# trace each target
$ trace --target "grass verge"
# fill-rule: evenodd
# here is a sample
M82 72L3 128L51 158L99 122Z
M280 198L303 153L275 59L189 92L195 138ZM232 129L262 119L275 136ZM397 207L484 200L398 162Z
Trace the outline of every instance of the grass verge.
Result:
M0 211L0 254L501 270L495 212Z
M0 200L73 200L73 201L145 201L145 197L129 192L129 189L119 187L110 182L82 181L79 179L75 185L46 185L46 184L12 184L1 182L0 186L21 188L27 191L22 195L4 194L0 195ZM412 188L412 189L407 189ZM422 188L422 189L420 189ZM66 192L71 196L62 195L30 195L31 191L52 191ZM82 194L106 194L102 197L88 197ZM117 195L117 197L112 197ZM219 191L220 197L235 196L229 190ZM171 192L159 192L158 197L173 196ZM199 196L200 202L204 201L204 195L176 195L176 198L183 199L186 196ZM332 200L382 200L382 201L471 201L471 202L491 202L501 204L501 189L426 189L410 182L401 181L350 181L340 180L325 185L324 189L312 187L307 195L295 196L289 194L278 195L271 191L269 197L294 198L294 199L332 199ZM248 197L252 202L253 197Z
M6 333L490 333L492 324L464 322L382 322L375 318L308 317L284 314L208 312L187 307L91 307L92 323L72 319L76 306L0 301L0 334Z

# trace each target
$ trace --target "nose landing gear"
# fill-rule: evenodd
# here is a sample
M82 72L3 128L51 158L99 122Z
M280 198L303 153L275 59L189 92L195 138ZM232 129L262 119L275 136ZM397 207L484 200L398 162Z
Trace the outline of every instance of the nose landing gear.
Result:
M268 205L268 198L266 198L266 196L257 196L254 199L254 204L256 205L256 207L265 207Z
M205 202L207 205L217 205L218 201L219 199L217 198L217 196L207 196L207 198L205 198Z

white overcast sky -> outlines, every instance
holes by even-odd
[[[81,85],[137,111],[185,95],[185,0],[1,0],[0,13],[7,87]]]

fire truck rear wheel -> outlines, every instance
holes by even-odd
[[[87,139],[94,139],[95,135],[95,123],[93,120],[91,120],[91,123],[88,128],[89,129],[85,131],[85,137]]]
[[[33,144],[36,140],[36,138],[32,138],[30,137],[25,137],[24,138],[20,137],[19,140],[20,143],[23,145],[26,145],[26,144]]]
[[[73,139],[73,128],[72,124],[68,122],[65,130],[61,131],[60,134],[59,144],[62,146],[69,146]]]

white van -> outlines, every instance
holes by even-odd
○ ○ ○ ○ ○ ○ ○
[Goal] Set down the listing above in full, please, exactly as it appears.

[Solution to the problem]
# trace each target
$ trace --target "grass verge"
# fill-rule: evenodd
# here is a sample
M82 72L3 128L51 158L99 122Z
M280 198L303 153L275 59L189 92L195 138ZM232 129L262 119L275 136ZM397 207L484 200L398 162Z
Trace the outline of every instance of the grass verge.
Result:
M0 211L0 254L501 270L495 212Z
M0 200L73 200L73 201L145 201L145 197L129 192L129 189L119 187L110 182L82 181L79 179L75 185L46 185L46 184L12 184L1 182L0 186L21 188L27 191L22 195L4 194L0 195ZM412 188L412 189L407 189ZM422 188L422 189L420 189ZM66 192L71 196L62 195L30 195L31 191L52 191ZM82 194L106 194L102 197L88 197ZM117 195L117 197L112 197ZM219 191L220 197L235 196L229 190ZM171 192L159 192L158 197L173 196ZM199 196L200 202L204 201L204 195L176 195L176 198L183 199L186 196ZM332 200L382 200L382 201L471 201L471 202L491 202L501 204L501 189L426 189L410 182L401 181L350 181L340 180L325 185L324 189L312 187L307 195L295 196L289 194L278 195L271 191L269 197L294 198L294 199L332 199ZM248 197L252 202L253 197Z
M6 333L490 333L492 324L464 322L382 322L375 318L308 317L284 314L208 312L187 307L91 307L92 323L72 319L76 306L0 301L0 334Z

# trace each target
$ trace --target "nose landing gear"
# fill-rule: evenodd
# here is a sample
M82 72L3 128L51 158L99 122Z
M280 198L303 153L275 59L189 92L195 138ZM232 129L262 119L275 136ZM397 207L484 200L398 162Z
Trace the outline of every instance of the nose landing gear.
Result:
M268 205L268 198L266 198L266 196L257 196L254 199L254 204L256 205L256 207L265 207Z
M205 202L207 205L217 205L218 201L219 199L217 198L217 196L207 196L207 198L205 198Z

white overcast sky -> outlines, every instance
holes by even-odd
[[[81,85],[137,111],[185,95],[185,0],[1,0],[0,13],[7,87]]]

fire truck rear wheel -> outlines, every instance
holes by even-odd
[[[87,139],[94,139],[95,135],[95,123],[93,120],[91,120],[91,123],[88,128],[89,129],[85,131],[85,137]]]
[[[33,144],[36,140],[36,138],[32,138],[30,137],[25,137],[24,138],[20,137],[19,140],[20,143],[23,145],[26,145],[26,144]]]
[[[73,139],[73,128],[72,124],[68,122],[65,130],[61,131],[60,134],[59,144],[62,146],[69,146]]]

white van -> outlines, every instance
holes by even-odd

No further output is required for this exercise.